### [What this task involves]
Please set down all of the data below verbatim.

### [Extracted material]
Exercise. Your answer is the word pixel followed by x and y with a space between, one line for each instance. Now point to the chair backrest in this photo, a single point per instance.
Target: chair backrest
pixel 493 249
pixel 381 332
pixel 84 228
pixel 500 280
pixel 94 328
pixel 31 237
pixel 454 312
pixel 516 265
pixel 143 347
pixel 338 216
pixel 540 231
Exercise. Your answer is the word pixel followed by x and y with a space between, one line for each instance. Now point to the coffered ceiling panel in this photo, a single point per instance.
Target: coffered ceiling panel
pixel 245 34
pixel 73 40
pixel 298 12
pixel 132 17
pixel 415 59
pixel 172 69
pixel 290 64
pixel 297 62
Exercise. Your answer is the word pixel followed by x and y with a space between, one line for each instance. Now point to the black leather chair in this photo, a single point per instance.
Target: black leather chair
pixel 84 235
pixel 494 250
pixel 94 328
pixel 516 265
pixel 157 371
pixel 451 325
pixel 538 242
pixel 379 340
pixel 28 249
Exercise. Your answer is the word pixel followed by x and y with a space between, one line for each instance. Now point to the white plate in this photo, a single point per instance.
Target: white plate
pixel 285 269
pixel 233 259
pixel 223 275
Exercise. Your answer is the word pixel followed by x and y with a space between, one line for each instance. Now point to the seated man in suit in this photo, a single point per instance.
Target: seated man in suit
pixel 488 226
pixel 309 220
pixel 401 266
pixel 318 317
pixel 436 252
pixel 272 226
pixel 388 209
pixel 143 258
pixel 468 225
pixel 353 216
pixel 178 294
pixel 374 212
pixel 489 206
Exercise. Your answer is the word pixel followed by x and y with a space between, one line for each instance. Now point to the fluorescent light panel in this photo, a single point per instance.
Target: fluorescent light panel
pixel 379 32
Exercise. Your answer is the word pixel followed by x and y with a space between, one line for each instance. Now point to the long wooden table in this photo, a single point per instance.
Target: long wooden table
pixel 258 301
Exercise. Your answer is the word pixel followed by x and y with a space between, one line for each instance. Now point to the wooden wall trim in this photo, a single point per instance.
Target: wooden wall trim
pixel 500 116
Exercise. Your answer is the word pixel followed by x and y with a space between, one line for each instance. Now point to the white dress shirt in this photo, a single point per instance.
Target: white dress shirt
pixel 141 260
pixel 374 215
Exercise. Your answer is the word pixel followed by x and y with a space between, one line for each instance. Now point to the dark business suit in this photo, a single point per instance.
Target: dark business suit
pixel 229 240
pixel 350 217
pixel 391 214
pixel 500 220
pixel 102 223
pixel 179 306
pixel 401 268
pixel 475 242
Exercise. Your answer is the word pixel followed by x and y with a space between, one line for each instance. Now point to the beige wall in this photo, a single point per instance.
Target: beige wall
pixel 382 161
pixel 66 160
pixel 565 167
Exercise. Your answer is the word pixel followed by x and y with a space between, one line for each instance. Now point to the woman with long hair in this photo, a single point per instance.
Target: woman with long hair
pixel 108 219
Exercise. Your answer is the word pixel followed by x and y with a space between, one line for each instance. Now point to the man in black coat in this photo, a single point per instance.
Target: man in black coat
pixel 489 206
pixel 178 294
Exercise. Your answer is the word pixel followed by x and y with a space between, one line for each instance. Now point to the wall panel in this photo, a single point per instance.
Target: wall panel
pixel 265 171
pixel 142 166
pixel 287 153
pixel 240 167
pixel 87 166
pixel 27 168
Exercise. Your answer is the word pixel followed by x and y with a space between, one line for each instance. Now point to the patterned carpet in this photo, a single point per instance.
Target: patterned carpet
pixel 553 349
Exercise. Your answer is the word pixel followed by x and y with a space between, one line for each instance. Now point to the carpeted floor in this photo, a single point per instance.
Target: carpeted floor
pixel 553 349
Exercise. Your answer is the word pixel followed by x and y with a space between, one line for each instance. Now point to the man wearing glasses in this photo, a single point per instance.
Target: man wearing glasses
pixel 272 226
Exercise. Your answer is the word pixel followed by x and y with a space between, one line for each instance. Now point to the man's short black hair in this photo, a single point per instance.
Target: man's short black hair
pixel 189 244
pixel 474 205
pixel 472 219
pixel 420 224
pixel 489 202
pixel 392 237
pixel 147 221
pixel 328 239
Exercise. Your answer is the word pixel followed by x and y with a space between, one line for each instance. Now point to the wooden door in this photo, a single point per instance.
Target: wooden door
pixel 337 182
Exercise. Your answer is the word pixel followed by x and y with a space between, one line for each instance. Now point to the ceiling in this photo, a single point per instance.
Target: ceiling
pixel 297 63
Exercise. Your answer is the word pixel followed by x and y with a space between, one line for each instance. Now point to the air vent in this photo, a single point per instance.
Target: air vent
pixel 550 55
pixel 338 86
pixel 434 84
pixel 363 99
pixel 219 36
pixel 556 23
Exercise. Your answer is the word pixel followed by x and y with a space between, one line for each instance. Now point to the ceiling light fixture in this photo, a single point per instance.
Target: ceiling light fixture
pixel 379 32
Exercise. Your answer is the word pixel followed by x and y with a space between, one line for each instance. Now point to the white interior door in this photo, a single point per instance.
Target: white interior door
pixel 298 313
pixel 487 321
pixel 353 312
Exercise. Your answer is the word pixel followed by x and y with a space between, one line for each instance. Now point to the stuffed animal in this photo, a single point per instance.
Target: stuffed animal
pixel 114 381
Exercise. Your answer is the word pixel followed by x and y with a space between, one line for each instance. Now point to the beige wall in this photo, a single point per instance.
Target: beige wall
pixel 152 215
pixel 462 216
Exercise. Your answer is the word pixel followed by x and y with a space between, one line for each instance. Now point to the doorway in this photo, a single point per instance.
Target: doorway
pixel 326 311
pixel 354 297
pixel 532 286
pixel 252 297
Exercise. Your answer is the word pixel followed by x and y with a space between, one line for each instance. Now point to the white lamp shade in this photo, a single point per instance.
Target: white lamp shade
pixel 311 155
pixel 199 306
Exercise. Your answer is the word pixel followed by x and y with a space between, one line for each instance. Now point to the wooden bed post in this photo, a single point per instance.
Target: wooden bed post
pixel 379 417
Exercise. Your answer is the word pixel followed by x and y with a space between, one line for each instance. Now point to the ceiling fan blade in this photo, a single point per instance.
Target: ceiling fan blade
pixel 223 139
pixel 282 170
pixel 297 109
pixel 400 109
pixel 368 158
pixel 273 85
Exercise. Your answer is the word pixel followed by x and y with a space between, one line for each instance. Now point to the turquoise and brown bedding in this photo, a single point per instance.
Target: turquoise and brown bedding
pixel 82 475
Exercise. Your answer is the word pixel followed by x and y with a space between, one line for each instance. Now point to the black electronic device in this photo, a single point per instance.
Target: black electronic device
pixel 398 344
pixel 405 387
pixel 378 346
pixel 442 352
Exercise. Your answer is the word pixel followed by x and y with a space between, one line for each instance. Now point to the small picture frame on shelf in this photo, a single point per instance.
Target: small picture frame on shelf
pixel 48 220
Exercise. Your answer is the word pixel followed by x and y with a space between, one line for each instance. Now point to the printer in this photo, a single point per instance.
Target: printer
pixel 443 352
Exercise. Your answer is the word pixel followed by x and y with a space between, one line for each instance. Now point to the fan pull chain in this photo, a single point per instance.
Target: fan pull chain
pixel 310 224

### [Result below]
Exercise. Your answer is the word pixel followed by x and y with a space between, one line for each instance. Now point to the chair backrest in this photo, a single point per instance.
Target: chair backrest
pixel 493 249
pixel 381 332
pixel 84 228
pixel 500 280
pixel 94 328
pixel 31 237
pixel 454 312
pixel 516 265
pixel 143 347
pixel 338 216
pixel 540 231
Exercise. Your answer is the word pixel followed by x and y with a space between, one line for each instance. Now point to the coffered ceiling panel in this photo, a single point per instance.
Target: coffered ceiling panel
pixel 245 34
pixel 73 40
pixel 298 12
pixel 132 17
pixel 415 59
pixel 172 69
pixel 290 64
pixel 297 62
Exercise. Your answer is the word pixel followed by x and y with a space between, one line for each instance. Now point to the black leather chair in this photo, a single point per instance.
Target: black leather chair
pixel 84 235
pixel 494 250
pixel 94 328
pixel 516 265
pixel 157 371
pixel 451 325
pixel 538 242
pixel 379 340
pixel 28 249
Exercise. Your answer is the word pixel followed by x and y with a space between, one line for each instance. Now point to the white plate in this photo, a single point per instance.
Target: white plate
pixel 285 269
pixel 233 259
pixel 223 275
Exercise. Your answer is the word pixel followed by x and y with a space between, one line for each instance. Now point to the seated man in suit in this photo, a single point per instance.
Target: seated man in suit
pixel 488 226
pixel 309 220
pixel 401 266
pixel 318 317
pixel 436 252
pixel 272 226
pixel 388 209
pixel 143 258
pixel 468 225
pixel 353 216
pixel 178 294
pixel 374 212
pixel 489 206
Exercise. Your answer is the word pixel followed by x and y with a space between, one line for each instance. Now point to the fluorescent light panel in this photo, a single point per instance.
Target: fluorescent light panel
pixel 379 32
Exercise. Your answer is the word pixel followed by x and y with a space between, one line for each instance. Now point to the long wooden table in this photo, a single point per instance.
Target: long wooden table
pixel 258 301
Exercise. Your answer is the word pixel followed by x and y with a space between, one line for each instance. Now point to the wooden wall trim in this photo, a single point per instance.
Target: wooden wall trim
pixel 500 116
Exercise. Your answer is the word pixel followed by x and y with a space between, one line for each instance. Now point to the white dress shirt in this photo, a single point per instance.
Target: white dress shirt
pixel 141 260
pixel 374 215
Exercise. Your answer is the word pixel followed by x and y with a space between, one line for each instance. Now point to the dark business suit in this photo, a single point per instance.
Target: dark business suit
pixel 229 240
pixel 350 217
pixel 391 214
pixel 500 220
pixel 102 223
pixel 179 306
pixel 401 268
pixel 475 242
Exercise. Your answer is the word pixel followed by x and y with a space between, one line for each instance. Now point to the beige wall in this photo, a single point per instance.
Target: beige wall
pixel 382 161
pixel 66 160
pixel 565 167
Exercise. Your answer is the word pixel followed by x and y with a space between, one line for each instance. Now point to the woman with long hair in this photo, a single point per instance.
Target: woman with long hair
pixel 108 219
Exercise. Your answer is the word pixel followed by x and y with a space between, one line for each instance. Now point to the man in black coat in this photo, a single point per instance.
Target: man in black coat
pixel 489 206
pixel 178 294
Exercise. Your answer is the word pixel followed by x and y with a space between, one line for each instance. Now point to the wall panel in this photo, a single point per instance.
Target: wall panel
pixel 265 171
pixel 142 166
pixel 287 153
pixel 240 167
pixel 87 166
pixel 27 168
Exercise. Your answer is the word pixel followed by x and y with a space between, one line for each instance. Now point to the patterned carpet in this photo, a single point per instance.
Target: patterned carpet
pixel 553 349
Exercise. Your answer is the word pixel followed by x and y with a space between, one line for each instance. Now point to the carpeted floor in this photo, a single point per instance.
Target: carpeted floor
pixel 553 349
Exercise. Your answer is the word pixel followed by x and y with a space between, one line for each instance. Now point to the man wearing glasses in this photo, a single point per instance.
Target: man wearing glasses
pixel 272 226
Exercise. Your answer is the word pixel followed by x and y with a space between, one line for each instance. Now point to the man's short black hair in this photo, a single point per instance.
Target: man's short black hair
pixel 189 244
pixel 474 205
pixel 472 219
pixel 420 224
pixel 489 202
pixel 392 237
pixel 147 221
pixel 328 239
Exercise. Your answer is the word pixel followed by x and y with a space between, one line for each instance. Now point to the wooden door in this photo, a single point per instance.
Target: wooden door
pixel 337 182
Exercise. Your answer is the word pixel followed by x and y with a space between, one line for each instance. Now point to the ceiling in this photo, a single point per instance.
Target: ceiling
pixel 297 63
Exercise. Your answer is the word pixel followed by x and y with a space between, one line for each instance. Now point to the air vent in this photo, a single point per instance.
Target: air vent
pixel 550 55
pixel 338 86
pixel 434 84
pixel 363 99
pixel 219 36
pixel 556 23
Exercise. Your answer is the word pixel followed by x and y with a space between, one line for each instance. Now point to the ceiling light fixture in this photo, a single point per instance.
Target: ceiling light fixture
pixel 379 32
Exercise. Your answer is the word pixel followed by x and y with a space between, one line for each instance. Now point to the white interior door in this photo, a single point per instance.
Target: white interior door
pixel 298 313
pixel 487 321
pixel 353 312
Exercise. Your answer is the word pixel followed by x and y with a space between, one line for each instance. Now point to the stuffed animal in this photo, a single point per instance.
Target: stuffed animal
pixel 114 381
Exercise. Your answer is the word pixel followed by x and y with a space between, one line for each instance. Now point to the beige wall in this photo, a single point per instance.
Target: beige wall
pixel 152 215
pixel 462 216
Exercise. Your answer is the word pixel followed by x and y with a space between, one line for each instance. Now point to the doorway in this photo, a single point per instance.
Target: doorway
pixel 326 311
pixel 354 297
pixel 532 286
pixel 252 297
Exercise. Your answer is the word pixel followed by x and y with a space between, one line for each instance. Now point to the white lamp shade in this photo, a single point per instance.
Target: white lamp shade
pixel 311 155
pixel 199 306
Exercise. Your answer is the word pixel followed by x and y with a space between, one line for each instance. Now point to the wooden bed post in this photo, a single point per instance.
Target: wooden bed post
pixel 379 417
Exercise. Your answer is the word pixel followed by x and y with a space between, one line for each instance. Now point to the ceiling fan blade in this photo, a single point per instance.
Target: ceiling fan blade
pixel 223 139
pixel 282 170
pixel 297 109
pixel 400 109
pixel 368 158
pixel 273 85
Exercise. Your answer is the word pixel followed by x and y with a space between, one line for each instance. Now point to the turquoise and brown bedding in this photo, a single point per instance.
Target: turquoise and brown bedding
pixel 82 475
Exercise. Your answer is the word pixel followed by x and y with a space between, one line for each instance. Now point to the black electronic device in this photo, a single point per instance.
Target: black electronic device
pixel 398 344
pixel 405 387
pixel 378 346
pixel 442 352
Exercise. Your answer is the word pixel followed by x and y with a space between, one line for each instance. Now point to the small picture frame on shelf in this photo, a single point per instance.
Target: small picture frame on shelf
pixel 48 220
Exercise. Your answer is the word pixel followed by x and y with a space between, one line for each instance. Now point to the printer in this photo, a single point per instance.
Target: printer
pixel 443 352
Exercise. Your answer is the word pixel followed by x and y with a space between, one line for each instance. Now point to the fan pull chain in this photo, a single point per instance.
Target: fan pull chain
pixel 310 224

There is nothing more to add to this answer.